▶ What you should do:
Every entry needs to be written out again exactly.

━━━

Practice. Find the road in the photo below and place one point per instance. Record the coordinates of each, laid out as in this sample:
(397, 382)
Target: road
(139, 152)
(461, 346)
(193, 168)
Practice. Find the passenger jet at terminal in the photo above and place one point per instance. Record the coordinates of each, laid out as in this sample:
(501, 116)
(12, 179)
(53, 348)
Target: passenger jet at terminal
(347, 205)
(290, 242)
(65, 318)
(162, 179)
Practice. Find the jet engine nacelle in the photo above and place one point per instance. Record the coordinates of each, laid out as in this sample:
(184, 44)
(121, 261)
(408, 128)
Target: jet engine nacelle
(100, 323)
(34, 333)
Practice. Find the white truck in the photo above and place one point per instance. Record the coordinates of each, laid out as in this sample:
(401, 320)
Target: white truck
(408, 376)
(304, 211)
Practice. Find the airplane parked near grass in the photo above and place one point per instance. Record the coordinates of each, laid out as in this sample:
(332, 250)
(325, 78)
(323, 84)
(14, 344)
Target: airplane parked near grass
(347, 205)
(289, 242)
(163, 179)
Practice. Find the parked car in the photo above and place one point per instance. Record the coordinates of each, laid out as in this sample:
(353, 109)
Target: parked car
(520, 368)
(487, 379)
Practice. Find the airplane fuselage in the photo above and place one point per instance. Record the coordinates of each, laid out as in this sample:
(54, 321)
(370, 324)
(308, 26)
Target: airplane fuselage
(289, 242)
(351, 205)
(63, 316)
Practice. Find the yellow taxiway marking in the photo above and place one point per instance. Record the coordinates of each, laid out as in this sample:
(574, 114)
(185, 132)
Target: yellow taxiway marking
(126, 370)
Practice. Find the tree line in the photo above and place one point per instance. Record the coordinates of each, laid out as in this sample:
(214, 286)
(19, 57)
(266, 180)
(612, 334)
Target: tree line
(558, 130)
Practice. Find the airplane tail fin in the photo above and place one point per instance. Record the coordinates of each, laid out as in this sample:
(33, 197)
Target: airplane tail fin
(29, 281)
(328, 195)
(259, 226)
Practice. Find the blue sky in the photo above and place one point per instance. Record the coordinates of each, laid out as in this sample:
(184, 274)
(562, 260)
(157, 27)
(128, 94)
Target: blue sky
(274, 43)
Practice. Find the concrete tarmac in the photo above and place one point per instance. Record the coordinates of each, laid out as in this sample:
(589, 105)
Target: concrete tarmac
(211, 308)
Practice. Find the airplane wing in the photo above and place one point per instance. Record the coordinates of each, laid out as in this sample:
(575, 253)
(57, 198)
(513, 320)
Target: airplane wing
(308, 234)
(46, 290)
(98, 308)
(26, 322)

━━━

▶ Exercise output:
Practice. Find the road in the photo below and place one point per instance. Record the coordinates of each, laid out as in this sample:
(397, 382)
Target: road
(139, 152)
(461, 346)
(193, 168)
Practice. Find the passenger jet at terminal in the photo above and place one point per instance. Record the coordinates of each, laid out as in this sample:
(501, 116)
(12, 179)
(53, 348)
Target: passenger jet at terminal
(347, 205)
(290, 242)
(65, 318)
(162, 179)
Practice. Find the jet engine nacelle in the photo above and place one point per instance. Record the coordinates of each, laid out as in this sample:
(184, 44)
(121, 261)
(408, 128)
Target: jet engine nacelle
(100, 323)
(34, 333)
Practice. Find the white truck in the photo above and place one point per instance. Record the coordinates of each, laid out as in this sample:
(401, 320)
Target: white truck
(408, 376)
(304, 211)
Practice. Find the airplane parked near grass in the photo above and place one point per instance. Record the coordinates of each, laid out as in this sample:
(332, 250)
(325, 78)
(323, 84)
(14, 344)
Target: airplane parked near grass
(347, 205)
(289, 242)
(163, 179)
Practice. Find the parked car in the photo above and place one point per instance. Record the coordinates of each, laid out as in this sample:
(353, 109)
Target: parked car
(520, 368)
(487, 379)
Practice. Find the airplane fuselage in the photo above and place one point per instance. Record the coordinates of each, laid out as in this sample:
(54, 321)
(370, 324)
(308, 26)
Target: airplane fuselage
(289, 242)
(351, 205)
(63, 316)
Practice. Find the yellow taxiway marking in the photo above and place one point per instance. Record the coordinates of each, laid out as in this sample:
(574, 114)
(185, 132)
Target: yellow taxiway marking
(126, 370)
Practice. Find the tree line in the photo above and place one point per instance. Record the coordinates of each, laid out as in this sample:
(214, 286)
(19, 57)
(266, 180)
(612, 334)
Target: tree line
(558, 130)
Practice. Find the airplane tail fin in the photo above and place one point per instance. Record the coordinates of each, laid out as in this sample:
(33, 197)
Target: airplane tail fin
(29, 281)
(328, 195)
(259, 226)
Practice. Find the blue sky in the photo above and place one point per instance. Record the coordinates of each, laid out as in this sample:
(184, 274)
(562, 260)
(157, 27)
(128, 94)
Target: blue sky
(274, 43)
Practice. Find the concrete tarmac in the photo above and place one point per instance. Record the coordinates of each, laid out as in this sample:
(589, 105)
Target: concrete tarmac
(211, 308)
Practice. Find the airplane wing in the photo above and place one point per instance. Record the coordinates of each, laid out as in this sample:
(575, 253)
(57, 198)
(513, 320)
Target: airplane wing
(308, 234)
(46, 290)
(98, 308)
(26, 322)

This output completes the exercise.